Action item: Scan the material below for the word "horizontal", then copy every line in which it appears.

* * * * *

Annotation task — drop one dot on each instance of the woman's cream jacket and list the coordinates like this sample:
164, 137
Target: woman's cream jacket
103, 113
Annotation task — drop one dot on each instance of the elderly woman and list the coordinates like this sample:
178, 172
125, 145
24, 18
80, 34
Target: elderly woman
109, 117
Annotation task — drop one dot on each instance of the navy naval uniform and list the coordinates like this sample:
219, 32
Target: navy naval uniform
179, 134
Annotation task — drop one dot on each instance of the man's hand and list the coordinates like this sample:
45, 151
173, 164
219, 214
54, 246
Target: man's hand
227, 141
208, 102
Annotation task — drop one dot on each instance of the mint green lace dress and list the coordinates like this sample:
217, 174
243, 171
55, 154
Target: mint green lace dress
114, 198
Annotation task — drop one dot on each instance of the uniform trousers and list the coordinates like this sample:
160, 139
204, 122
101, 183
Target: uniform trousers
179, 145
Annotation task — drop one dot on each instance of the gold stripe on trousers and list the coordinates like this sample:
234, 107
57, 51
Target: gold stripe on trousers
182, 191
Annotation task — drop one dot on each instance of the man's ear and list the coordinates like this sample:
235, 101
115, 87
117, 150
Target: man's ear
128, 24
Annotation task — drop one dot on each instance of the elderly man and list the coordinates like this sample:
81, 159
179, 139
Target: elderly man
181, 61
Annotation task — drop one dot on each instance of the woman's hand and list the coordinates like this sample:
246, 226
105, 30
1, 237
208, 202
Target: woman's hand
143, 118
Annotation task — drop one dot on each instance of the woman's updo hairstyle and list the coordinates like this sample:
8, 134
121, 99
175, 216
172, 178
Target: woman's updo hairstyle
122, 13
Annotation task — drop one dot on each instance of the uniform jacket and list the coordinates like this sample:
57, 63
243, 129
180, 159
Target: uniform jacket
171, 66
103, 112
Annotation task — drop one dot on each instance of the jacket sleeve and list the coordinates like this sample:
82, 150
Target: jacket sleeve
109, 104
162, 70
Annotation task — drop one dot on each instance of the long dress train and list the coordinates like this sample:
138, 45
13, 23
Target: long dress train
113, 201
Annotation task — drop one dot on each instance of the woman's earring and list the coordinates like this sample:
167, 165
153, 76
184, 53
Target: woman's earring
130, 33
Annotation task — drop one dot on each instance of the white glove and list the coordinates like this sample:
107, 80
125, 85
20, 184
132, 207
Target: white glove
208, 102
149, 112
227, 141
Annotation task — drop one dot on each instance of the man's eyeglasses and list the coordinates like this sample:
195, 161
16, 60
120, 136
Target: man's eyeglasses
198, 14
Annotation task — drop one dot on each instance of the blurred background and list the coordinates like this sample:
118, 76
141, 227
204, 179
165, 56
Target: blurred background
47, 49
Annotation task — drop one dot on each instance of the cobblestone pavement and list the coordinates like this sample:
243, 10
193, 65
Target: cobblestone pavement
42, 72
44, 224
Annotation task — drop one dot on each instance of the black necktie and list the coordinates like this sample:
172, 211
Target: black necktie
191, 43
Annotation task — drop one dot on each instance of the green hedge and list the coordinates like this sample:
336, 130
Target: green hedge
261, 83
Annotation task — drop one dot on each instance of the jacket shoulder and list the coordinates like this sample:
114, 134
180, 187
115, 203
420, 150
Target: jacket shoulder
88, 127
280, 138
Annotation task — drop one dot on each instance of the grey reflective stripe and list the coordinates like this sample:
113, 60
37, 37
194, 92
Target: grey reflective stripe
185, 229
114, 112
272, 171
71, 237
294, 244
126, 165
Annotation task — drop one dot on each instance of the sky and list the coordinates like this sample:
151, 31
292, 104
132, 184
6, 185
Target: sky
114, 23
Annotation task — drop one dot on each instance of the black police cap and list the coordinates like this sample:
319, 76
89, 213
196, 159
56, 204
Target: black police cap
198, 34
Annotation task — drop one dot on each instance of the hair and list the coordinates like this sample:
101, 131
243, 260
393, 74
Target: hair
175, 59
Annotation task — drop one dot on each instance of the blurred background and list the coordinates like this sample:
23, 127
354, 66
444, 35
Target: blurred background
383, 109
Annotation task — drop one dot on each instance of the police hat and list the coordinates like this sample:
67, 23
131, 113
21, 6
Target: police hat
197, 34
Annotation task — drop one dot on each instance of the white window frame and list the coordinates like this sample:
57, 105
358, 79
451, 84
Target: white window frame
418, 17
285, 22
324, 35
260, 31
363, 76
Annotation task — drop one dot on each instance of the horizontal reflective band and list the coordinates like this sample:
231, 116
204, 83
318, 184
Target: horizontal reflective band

* * * * *

Written response:
Annotation task — drop one dot on each instance of the horizontal reflective band and list the coordinates like this sample:
Target: horizontal reflective band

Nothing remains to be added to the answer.